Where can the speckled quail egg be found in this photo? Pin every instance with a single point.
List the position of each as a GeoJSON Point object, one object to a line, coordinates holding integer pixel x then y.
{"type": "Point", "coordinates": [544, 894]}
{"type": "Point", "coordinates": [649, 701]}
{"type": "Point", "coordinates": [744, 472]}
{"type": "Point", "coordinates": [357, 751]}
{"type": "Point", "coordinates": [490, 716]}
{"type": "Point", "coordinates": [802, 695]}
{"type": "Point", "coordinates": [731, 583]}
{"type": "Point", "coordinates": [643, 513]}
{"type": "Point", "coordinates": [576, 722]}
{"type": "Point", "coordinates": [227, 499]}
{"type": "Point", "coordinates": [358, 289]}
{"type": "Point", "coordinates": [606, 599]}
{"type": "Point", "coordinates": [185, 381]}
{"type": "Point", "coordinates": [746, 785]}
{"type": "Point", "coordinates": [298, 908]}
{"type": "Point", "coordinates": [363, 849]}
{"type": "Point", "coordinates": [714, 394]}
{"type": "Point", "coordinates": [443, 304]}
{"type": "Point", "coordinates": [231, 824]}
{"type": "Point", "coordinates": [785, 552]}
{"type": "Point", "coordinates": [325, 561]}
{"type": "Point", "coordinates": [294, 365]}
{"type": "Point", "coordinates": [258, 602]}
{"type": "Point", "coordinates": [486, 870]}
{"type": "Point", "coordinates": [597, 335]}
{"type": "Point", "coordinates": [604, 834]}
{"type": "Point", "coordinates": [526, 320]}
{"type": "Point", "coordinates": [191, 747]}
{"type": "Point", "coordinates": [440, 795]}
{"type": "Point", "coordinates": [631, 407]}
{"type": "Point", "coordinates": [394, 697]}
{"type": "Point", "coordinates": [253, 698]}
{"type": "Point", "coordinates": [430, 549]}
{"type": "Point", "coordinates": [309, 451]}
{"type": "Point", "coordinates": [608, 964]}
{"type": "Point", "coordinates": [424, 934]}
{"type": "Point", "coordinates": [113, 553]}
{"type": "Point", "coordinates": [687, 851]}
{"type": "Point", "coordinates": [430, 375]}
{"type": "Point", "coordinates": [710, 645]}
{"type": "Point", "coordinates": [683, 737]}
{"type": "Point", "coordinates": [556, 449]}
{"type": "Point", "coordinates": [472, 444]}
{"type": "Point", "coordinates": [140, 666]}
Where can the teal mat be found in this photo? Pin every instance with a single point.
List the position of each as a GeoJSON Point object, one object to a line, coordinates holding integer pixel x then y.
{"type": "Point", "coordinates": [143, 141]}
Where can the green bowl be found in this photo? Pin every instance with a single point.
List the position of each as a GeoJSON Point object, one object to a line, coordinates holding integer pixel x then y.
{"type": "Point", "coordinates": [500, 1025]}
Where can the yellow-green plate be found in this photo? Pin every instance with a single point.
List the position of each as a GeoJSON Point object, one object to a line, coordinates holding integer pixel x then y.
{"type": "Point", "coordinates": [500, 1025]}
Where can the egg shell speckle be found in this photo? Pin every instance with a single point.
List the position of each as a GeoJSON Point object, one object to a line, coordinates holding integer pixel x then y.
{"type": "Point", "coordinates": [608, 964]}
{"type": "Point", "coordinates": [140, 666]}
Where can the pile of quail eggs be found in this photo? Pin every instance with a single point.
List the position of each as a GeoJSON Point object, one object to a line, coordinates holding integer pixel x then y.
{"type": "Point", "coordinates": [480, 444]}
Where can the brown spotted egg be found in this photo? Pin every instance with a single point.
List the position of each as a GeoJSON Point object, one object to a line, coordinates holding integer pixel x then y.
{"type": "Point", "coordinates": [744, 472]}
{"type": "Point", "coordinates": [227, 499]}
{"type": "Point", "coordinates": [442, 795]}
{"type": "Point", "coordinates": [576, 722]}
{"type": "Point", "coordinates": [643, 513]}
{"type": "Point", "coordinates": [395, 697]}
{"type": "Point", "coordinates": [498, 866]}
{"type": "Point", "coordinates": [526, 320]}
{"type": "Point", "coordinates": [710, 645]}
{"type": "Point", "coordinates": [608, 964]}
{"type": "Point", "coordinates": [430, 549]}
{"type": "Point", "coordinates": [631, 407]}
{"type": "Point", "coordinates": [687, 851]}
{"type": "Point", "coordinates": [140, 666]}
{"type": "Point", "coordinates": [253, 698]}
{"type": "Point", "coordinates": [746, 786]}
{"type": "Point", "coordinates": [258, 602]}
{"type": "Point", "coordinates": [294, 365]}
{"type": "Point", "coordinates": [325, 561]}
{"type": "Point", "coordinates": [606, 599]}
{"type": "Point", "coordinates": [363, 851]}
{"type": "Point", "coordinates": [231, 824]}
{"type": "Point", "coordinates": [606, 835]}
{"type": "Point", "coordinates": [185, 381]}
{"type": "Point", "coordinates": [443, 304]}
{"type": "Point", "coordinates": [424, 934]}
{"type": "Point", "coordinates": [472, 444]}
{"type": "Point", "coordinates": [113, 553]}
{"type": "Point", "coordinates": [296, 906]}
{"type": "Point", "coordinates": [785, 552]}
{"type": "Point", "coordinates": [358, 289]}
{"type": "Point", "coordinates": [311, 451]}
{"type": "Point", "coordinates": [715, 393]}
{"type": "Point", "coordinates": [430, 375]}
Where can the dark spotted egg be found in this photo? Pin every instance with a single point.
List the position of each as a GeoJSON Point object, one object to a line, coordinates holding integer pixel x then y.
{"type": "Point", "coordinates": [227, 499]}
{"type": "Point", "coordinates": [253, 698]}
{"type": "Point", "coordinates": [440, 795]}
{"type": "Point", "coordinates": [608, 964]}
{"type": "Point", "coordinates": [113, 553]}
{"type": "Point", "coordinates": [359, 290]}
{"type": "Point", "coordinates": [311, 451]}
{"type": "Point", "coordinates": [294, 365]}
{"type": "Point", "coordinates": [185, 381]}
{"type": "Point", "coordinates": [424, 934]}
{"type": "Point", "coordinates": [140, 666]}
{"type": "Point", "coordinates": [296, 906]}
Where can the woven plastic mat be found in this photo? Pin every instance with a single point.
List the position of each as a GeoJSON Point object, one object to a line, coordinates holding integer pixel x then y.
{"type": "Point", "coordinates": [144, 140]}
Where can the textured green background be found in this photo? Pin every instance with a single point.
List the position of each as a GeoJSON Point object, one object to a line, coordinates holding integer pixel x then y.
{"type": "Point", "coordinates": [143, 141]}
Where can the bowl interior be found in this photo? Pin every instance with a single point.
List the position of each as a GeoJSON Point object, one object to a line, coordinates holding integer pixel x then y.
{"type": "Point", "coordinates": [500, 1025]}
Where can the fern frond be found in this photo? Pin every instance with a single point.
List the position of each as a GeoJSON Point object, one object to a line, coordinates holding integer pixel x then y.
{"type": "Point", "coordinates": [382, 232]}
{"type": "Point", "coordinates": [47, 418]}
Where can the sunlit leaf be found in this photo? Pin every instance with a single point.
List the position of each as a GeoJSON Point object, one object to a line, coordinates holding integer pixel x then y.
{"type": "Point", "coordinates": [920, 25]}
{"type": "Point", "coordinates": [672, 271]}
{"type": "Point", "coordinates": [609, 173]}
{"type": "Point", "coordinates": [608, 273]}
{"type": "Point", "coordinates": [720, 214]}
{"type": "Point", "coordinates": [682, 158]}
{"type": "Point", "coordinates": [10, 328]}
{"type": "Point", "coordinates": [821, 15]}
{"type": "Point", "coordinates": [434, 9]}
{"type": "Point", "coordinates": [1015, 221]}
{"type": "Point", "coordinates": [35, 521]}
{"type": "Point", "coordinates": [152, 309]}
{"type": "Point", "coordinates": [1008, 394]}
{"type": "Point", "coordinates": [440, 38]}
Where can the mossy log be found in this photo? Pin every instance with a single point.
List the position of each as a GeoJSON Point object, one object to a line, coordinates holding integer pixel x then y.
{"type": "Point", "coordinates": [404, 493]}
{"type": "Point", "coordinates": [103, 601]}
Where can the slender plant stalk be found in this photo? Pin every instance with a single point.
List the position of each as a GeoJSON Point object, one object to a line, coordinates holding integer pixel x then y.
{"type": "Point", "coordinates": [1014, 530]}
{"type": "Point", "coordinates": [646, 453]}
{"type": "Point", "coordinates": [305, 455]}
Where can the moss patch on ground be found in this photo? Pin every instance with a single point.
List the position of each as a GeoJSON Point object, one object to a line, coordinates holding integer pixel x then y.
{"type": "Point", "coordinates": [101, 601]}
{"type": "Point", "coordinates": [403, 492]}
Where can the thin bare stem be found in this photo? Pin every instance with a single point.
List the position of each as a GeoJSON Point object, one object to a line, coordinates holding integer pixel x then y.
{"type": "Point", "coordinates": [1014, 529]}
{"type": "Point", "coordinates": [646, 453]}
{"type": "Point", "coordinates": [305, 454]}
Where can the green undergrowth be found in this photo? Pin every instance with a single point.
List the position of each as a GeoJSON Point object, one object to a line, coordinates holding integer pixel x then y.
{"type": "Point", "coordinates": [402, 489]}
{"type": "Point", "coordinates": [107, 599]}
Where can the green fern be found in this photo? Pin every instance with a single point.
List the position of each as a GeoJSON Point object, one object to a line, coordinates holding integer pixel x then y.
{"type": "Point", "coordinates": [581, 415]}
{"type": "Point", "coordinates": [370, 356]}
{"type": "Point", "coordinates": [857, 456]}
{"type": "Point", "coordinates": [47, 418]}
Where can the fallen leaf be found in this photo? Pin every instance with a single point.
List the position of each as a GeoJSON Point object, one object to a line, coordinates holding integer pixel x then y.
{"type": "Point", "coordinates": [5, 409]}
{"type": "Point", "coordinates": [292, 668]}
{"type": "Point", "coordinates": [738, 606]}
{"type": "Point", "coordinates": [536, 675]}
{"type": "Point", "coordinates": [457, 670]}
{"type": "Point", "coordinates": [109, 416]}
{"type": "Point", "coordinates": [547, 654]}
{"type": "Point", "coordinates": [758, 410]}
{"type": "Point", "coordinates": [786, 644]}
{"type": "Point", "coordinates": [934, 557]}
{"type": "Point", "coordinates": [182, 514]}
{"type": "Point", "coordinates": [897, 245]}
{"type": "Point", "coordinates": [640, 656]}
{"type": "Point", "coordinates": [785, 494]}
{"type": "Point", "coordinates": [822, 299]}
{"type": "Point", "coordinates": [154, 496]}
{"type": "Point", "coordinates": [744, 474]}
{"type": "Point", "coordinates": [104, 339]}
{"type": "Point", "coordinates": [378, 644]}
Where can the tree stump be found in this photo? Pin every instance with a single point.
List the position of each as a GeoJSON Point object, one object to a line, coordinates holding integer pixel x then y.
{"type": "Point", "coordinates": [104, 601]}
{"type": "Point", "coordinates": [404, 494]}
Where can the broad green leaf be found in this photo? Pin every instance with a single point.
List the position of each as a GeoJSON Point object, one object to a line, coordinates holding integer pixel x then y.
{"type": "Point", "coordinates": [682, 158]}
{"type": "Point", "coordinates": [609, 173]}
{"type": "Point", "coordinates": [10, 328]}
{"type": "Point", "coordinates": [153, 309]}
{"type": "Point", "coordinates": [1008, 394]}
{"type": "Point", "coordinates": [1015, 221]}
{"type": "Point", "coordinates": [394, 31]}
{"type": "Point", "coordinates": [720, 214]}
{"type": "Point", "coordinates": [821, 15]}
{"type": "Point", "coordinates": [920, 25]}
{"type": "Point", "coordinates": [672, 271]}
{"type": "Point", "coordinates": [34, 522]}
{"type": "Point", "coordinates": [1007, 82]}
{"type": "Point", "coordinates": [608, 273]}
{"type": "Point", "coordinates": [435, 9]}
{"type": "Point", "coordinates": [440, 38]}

■ ■ ■ ■ ■ ■ ■

**What you need to do**
Write out every line of the data that holds the word "quail".

**Exercise answer**
Where can the speckled quail egg be found in this photo? Pin every instance with a single point.
Where can the pile of quail eggs be found in this photo? Pin every instance with a single point.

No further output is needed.